### QUÉ SE PIDE
A. Indica si cada afirmación coincide con el texto sobre la ciática y la corrupción: (i) el dolor de la ciática ha desaparecido por completo; (ii) uno acaba acostumbrándose a las cosas desagradables si persisten lo suficiente; (iii) las corrupciones que asolan a España parecen estar a punto de terminar. Responde sí o no a cada una y cita literalmente las palabras del texto que lo deciden.
B. Resume en dos frases el texto sobre la ciática y la corrupción.
C. Prolonga el texto sobre la ciática y la corrupción a partir de su última frase.

Hace semanas que una ciática me está castigando. De un tiempo a esta parte, el dolor forma parte de mi cotidianidad como un castigo que creo inmerecido. En fin, el caso es que llevo ya unos días que he pasado del dolor agudo a un dolor soportable. El dolor, en realidad, no ha desaparecido, pero su insistencia, su terquedad, ha hecho que su presencia indeseada sea, al menos, tolerable.
Así son las cosas, por muy desagradables que sean, uno acaba acostumbrándose a ellas, si ellas persisten lo suficiente. Somos animales de costumbres que se adaptan a todo, porque hay que seguir, hay que sobrevivir, hay que estar ahí.
¿Y a qué viene esto? ¿A quién le importan mis achaques? A nadie, por supuesto. Pero creo que hay un paralelismo entre mis dolores y las corrupciones que asolan a España. Éstas, como aquellos, persisten, resistiéndose a desaparecer; es más: parecen no tener fin, enrocadas en su propia naturaleza maligna. Nos estamos acostumbrando peligrosamente a lo malo, a la corrupción, al chanchullo, cuando no directamente al delito. Vemos pasar por delante la feria de las vanidades/corrupciones de la que casi nadie se libra como algo imparable, como algo natural que ya está instalado en nuestras vidas... porque así son las cosas.

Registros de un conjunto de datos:
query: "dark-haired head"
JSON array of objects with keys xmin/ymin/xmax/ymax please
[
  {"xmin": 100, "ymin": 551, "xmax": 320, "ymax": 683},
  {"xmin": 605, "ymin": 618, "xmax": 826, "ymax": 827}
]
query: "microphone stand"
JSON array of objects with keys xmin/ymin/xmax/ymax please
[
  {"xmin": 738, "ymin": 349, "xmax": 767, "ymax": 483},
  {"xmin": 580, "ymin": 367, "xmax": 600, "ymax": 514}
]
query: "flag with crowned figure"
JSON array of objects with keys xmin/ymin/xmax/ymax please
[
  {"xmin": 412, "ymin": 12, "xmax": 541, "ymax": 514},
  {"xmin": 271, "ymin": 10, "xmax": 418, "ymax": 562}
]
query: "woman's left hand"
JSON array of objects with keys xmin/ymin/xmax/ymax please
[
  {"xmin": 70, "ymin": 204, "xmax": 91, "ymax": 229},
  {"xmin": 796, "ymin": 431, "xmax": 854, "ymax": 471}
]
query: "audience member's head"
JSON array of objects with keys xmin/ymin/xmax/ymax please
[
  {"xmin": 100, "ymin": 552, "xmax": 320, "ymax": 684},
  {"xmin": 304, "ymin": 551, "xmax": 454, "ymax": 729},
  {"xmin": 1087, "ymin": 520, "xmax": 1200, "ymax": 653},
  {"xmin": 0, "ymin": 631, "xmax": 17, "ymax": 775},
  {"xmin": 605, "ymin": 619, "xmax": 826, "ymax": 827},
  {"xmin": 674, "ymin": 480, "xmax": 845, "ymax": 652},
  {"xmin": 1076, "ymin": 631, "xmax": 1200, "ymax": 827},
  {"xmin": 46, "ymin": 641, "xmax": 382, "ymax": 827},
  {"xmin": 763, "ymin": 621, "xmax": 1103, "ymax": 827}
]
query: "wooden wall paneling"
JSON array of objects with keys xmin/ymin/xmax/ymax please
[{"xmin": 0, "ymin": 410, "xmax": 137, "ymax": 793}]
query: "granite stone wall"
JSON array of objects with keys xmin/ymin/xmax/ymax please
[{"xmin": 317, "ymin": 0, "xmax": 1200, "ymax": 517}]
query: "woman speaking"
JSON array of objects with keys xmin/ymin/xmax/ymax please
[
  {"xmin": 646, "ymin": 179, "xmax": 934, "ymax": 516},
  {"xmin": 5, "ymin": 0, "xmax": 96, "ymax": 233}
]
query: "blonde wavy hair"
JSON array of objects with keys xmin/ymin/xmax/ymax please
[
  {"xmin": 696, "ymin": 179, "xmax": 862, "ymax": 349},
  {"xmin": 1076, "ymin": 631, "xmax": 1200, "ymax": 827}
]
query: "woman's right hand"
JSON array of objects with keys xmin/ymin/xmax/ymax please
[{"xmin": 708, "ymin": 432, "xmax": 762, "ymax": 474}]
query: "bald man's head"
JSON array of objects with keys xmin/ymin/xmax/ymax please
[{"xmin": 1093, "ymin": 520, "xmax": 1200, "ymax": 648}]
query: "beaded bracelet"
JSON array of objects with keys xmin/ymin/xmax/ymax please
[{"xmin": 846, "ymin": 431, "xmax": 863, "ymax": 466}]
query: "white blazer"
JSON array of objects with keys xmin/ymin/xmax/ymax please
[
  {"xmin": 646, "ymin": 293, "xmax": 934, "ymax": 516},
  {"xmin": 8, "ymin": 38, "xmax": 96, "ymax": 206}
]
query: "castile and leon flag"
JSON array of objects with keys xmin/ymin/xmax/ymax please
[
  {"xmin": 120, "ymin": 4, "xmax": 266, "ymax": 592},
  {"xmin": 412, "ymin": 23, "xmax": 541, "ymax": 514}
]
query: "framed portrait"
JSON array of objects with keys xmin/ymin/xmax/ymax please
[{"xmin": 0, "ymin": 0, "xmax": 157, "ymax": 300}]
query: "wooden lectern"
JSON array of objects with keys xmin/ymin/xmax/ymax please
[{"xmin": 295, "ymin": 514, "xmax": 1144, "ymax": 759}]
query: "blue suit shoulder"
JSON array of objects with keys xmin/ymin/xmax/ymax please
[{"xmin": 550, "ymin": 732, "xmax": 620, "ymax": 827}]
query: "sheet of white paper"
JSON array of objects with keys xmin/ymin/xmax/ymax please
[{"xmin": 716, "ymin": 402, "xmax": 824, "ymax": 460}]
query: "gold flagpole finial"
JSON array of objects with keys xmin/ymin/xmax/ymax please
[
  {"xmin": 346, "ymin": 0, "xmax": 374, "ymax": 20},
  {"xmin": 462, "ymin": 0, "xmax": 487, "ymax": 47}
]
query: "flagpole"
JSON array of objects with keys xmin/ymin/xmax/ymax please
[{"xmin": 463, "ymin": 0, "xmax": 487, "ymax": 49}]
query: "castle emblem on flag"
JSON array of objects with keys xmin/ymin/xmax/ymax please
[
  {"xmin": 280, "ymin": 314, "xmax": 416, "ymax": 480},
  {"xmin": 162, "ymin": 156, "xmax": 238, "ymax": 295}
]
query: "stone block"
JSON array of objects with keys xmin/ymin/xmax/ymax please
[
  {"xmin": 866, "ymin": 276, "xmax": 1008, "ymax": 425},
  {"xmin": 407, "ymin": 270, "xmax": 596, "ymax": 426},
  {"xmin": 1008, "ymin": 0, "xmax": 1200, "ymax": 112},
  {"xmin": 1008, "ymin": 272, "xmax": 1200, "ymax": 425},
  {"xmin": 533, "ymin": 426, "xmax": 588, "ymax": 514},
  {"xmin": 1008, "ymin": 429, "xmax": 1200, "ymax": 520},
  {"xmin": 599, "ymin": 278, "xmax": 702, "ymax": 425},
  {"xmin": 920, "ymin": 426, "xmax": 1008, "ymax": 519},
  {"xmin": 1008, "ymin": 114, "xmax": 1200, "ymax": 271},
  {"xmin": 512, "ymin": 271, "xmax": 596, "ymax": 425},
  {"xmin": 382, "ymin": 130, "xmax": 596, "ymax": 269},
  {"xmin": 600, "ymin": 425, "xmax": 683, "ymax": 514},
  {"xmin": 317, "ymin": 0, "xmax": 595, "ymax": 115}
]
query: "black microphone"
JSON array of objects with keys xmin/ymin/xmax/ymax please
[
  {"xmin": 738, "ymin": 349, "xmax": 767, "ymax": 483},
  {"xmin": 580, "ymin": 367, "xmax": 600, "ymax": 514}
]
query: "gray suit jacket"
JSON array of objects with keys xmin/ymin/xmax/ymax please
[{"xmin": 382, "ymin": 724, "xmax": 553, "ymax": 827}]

### RESPUESTAS POR APARTADO
A.
(i) No: «El dolor, en realidad, no ha desaparecido».
(ii) Sí: «uno acaba acostumbrándose a ellas, si ellas persisten lo suficiente».
(iii) No: «parecen no tener fin».

B. Una ciática castiga desde hace semanas a quien escribe, y su dolor, aunque no ha desaparecido, se ha vuelto tolerable, porque uno acaba acostumbrándose a lo desagradable si persiste lo suficiente. En ello ve un paralelismo con las corrupciones que asolan a España, que también persisten sin fin y a las que nos estamos acostumbrando peligrosamente como si fueran algo natural.

C.
Pero el dolor, como la corrupción, lo que hace es alertarnos de que algo no funciona bien, de que algo está enfermo, profundamente.
Por eso tomamos medicamentos: para aliviar el dolor, aunque nos atonten, aunque andemos zombis, aunque nos escondan la verdad que subyace en el fondo: la enfermedad, la decadencia o la putrefacción de esta sociedad que llamamos civilizada, demócrata y que tan mala, malita está. La pobre.